## Given task
Rewrite the records below from the line holding "If you could pick out the clear" through the end of the records, inclusive, replacing "single point" with "single marker" and leaving everything else unchanged.

## Dataset entries
## BEGIN

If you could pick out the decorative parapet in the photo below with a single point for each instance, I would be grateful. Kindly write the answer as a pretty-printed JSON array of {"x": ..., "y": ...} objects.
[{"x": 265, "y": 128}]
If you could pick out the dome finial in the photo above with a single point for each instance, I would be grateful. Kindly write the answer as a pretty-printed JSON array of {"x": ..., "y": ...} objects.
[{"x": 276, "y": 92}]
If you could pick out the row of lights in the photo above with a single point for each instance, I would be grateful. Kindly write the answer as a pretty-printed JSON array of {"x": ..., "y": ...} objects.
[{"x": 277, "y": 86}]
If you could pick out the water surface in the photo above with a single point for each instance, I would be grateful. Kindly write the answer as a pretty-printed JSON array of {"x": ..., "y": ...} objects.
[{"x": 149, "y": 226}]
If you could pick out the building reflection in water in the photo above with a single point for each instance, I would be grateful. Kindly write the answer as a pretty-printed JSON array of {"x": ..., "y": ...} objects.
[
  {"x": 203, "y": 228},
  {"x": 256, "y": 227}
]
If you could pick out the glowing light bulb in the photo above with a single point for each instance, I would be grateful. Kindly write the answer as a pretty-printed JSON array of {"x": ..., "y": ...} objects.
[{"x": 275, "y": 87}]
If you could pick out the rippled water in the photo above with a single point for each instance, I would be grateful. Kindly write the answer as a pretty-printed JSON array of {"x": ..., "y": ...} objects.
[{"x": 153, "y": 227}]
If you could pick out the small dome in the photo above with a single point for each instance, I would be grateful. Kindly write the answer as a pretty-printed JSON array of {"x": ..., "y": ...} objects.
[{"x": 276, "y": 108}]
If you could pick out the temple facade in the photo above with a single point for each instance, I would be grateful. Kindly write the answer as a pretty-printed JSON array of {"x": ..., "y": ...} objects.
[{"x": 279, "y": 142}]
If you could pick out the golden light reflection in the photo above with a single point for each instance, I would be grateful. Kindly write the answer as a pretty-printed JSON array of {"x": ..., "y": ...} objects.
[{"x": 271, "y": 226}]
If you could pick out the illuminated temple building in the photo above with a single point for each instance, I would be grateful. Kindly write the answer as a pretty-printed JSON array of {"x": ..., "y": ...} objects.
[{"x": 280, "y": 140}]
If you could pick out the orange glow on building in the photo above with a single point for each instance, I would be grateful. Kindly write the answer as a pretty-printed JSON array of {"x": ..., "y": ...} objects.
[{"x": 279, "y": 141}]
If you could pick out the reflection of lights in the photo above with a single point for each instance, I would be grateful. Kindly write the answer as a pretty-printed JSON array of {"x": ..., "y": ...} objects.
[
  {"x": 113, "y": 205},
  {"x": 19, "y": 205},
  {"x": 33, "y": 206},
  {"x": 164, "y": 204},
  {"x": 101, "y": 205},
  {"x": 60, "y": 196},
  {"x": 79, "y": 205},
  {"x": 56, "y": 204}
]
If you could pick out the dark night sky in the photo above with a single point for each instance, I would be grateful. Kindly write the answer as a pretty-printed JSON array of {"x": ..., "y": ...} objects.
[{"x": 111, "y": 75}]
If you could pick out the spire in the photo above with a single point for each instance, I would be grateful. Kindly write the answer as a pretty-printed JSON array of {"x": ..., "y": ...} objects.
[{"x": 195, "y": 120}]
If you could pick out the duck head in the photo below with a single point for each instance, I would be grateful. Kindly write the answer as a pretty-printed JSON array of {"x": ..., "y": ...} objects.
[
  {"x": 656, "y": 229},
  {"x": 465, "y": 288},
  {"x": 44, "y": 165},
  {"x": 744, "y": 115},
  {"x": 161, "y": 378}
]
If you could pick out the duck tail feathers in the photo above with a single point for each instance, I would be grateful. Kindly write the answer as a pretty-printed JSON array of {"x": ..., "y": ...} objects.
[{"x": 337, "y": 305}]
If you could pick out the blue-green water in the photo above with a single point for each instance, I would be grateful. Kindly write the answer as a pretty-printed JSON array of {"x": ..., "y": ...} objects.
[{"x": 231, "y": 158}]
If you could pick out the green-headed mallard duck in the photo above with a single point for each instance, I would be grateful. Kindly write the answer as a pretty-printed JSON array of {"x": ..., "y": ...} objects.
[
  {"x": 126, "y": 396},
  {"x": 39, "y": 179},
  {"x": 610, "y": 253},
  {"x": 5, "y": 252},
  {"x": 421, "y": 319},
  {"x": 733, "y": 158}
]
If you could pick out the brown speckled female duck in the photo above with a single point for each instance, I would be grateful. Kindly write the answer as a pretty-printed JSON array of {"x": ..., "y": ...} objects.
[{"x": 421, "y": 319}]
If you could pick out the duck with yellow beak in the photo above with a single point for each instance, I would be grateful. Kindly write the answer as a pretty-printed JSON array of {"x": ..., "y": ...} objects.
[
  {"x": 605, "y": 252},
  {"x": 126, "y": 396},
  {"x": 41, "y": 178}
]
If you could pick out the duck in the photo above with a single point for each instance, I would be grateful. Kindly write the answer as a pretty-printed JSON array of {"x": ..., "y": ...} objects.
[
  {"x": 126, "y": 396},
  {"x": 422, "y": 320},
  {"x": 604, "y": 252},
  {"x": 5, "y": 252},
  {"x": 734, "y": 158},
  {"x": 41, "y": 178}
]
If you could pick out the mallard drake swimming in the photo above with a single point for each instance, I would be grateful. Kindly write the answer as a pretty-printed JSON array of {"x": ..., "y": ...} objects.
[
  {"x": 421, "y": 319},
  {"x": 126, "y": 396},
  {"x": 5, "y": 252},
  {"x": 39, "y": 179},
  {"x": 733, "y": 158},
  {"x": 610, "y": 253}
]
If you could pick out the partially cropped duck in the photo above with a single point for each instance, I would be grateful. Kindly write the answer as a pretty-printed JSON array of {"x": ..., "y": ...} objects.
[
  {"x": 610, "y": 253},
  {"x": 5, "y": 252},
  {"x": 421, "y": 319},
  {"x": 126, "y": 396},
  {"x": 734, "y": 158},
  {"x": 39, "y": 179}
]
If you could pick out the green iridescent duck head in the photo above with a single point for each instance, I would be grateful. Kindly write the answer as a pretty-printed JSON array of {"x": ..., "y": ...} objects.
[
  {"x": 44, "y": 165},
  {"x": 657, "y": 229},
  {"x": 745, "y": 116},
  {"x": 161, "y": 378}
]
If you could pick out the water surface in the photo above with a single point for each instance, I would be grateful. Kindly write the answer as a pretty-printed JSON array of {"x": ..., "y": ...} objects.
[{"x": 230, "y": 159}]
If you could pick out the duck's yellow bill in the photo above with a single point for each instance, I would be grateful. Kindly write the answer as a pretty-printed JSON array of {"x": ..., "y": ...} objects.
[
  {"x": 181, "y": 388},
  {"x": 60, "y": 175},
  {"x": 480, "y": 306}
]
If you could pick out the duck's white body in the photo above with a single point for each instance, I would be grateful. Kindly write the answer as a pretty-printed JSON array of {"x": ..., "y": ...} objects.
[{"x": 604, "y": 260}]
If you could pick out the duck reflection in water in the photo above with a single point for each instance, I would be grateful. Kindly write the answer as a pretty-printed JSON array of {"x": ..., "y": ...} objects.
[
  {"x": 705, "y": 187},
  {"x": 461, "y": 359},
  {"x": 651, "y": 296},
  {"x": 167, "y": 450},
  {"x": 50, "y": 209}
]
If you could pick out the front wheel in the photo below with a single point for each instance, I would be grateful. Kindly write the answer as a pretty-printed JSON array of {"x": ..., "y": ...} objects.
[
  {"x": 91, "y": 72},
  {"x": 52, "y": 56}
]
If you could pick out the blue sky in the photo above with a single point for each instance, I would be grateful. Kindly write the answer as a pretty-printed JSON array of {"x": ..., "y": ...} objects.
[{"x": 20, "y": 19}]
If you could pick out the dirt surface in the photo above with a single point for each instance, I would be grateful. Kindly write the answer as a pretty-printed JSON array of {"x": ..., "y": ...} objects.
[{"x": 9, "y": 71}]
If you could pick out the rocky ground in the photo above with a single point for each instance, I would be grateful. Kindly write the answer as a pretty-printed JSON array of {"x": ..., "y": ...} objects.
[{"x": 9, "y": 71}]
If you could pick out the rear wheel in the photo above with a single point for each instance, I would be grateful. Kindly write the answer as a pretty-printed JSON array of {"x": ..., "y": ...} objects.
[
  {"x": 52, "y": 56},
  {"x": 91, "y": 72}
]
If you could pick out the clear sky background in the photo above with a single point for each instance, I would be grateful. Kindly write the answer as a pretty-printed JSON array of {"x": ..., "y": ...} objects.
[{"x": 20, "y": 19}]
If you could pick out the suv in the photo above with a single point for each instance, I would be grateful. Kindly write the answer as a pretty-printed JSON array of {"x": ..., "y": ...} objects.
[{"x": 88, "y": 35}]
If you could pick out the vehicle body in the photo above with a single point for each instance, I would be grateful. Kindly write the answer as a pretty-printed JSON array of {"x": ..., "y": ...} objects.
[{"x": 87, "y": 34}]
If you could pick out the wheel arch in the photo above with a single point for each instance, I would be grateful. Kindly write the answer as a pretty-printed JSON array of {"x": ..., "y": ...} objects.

## END

## Response
If you could pick out the clear sky background in the photo above with a single marker for each instance, I would be grateful. Kindly write the answer as a pretty-printed JSON array of {"x": ..., "y": ...} objects.
[{"x": 20, "y": 19}]
If you could pick out the suv in the photo above with a single marker for each instance, I would be grateful. Kindly write the answer as a pretty-printed JSON array of {"x": ..., "y": ...} objects.
[{"x": 88, "y": 35}]
If you could pick out the vehicle body in the photo above with a single marker for each instance, I would be grateful. Kindly write the answer as a pretty-printed JSON array of {"x": ..., "y": ...} objects.
[{"x": 87, "y": 34}]
If you could pick out the wheel arch in the photo above with a single marker for each instance, I would be grateful. Kindly write the answer as a pretty-printed JSON array of {"x": ..., "y": ...} objects.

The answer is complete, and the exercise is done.